**Problem details:** Turn the data from the line containing "Running a dermatology lesion detector. Mark the light" to the line containing "[0,315,362,417]", both lines included, into a numbered list, and omit any blank lines.

[Dataset records]
◆ ◆ ◆ ◆

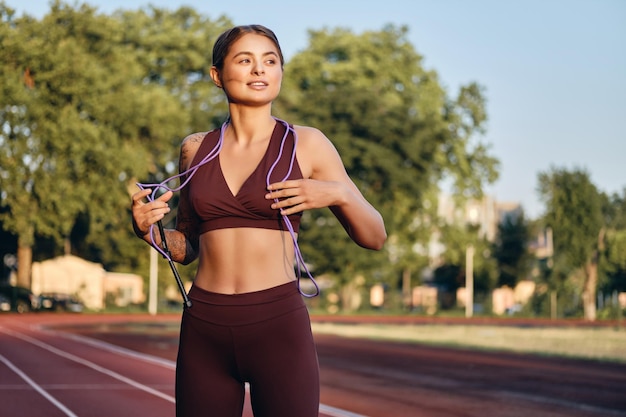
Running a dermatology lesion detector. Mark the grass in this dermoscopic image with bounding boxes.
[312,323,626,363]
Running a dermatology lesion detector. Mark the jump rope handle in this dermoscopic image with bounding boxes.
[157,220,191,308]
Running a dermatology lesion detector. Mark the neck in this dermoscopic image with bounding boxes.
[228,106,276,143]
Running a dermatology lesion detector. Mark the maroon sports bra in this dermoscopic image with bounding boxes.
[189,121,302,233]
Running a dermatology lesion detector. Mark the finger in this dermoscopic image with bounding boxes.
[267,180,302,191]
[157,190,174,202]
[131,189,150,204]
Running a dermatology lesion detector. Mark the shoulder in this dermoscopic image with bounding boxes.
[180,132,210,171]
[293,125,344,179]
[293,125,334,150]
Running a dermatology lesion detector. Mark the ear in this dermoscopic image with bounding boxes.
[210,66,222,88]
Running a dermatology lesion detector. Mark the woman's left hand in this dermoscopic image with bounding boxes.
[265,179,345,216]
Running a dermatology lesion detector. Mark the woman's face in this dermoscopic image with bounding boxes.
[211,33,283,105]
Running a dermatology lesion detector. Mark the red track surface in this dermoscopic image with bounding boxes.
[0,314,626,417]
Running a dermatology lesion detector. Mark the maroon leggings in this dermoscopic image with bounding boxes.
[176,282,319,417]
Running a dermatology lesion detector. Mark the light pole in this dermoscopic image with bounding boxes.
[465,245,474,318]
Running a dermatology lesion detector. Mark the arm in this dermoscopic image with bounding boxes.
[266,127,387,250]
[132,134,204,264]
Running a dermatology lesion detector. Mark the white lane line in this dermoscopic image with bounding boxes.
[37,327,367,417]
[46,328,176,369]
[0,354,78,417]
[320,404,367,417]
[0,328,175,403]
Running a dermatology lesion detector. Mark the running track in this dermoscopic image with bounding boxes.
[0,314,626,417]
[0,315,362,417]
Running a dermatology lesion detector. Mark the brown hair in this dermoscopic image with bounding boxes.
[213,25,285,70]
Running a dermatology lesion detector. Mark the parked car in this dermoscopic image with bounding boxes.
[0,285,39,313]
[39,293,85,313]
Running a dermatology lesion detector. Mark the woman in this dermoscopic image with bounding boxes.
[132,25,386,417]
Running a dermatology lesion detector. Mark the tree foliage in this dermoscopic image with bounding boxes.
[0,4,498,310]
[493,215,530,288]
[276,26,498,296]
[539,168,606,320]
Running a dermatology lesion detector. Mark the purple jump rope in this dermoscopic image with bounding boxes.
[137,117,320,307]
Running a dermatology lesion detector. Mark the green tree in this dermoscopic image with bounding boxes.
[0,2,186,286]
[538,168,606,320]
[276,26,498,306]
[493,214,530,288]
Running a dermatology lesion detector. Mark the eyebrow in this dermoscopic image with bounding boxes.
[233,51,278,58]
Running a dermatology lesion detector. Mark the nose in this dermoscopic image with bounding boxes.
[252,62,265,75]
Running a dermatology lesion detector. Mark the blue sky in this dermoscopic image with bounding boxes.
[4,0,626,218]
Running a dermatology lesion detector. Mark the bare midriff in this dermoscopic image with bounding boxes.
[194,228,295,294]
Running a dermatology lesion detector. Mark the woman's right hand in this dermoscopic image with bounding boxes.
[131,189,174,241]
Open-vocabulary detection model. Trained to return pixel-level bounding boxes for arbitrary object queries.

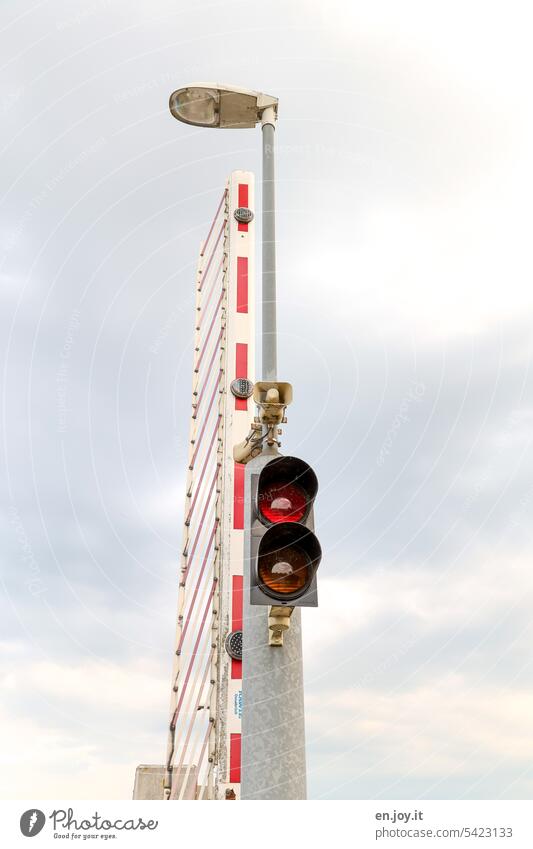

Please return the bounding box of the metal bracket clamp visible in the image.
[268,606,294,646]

◆ ◆ ◆ ◆

**Answer to this problem:**
1. Running a dermatology lesion detector. Mark the light pole in this dermoscopic image with bounding boxes.
2. [465,245,474,318]
3. Running a dermatology lesion detector. Mark the arm in this dermoscopic image with bounding boxes.
4. [266,127,387,250]
5. [132,134,204,264]
6. Running a dermatology lesion detector. Mark the white lane line in this dermoscopic image with bounding boxes.
7. [37,327,367,417]
8. [46,328,176,369]
9. [0,354,78,417]
10. [320,404,367,417]
11. [0,328,175,403]
12. Running a dermatology lesion detector. Mark the running track in this dermoscopic image with bounding boxes.
13. [0,314,626,417]
14. [0,315,362,417]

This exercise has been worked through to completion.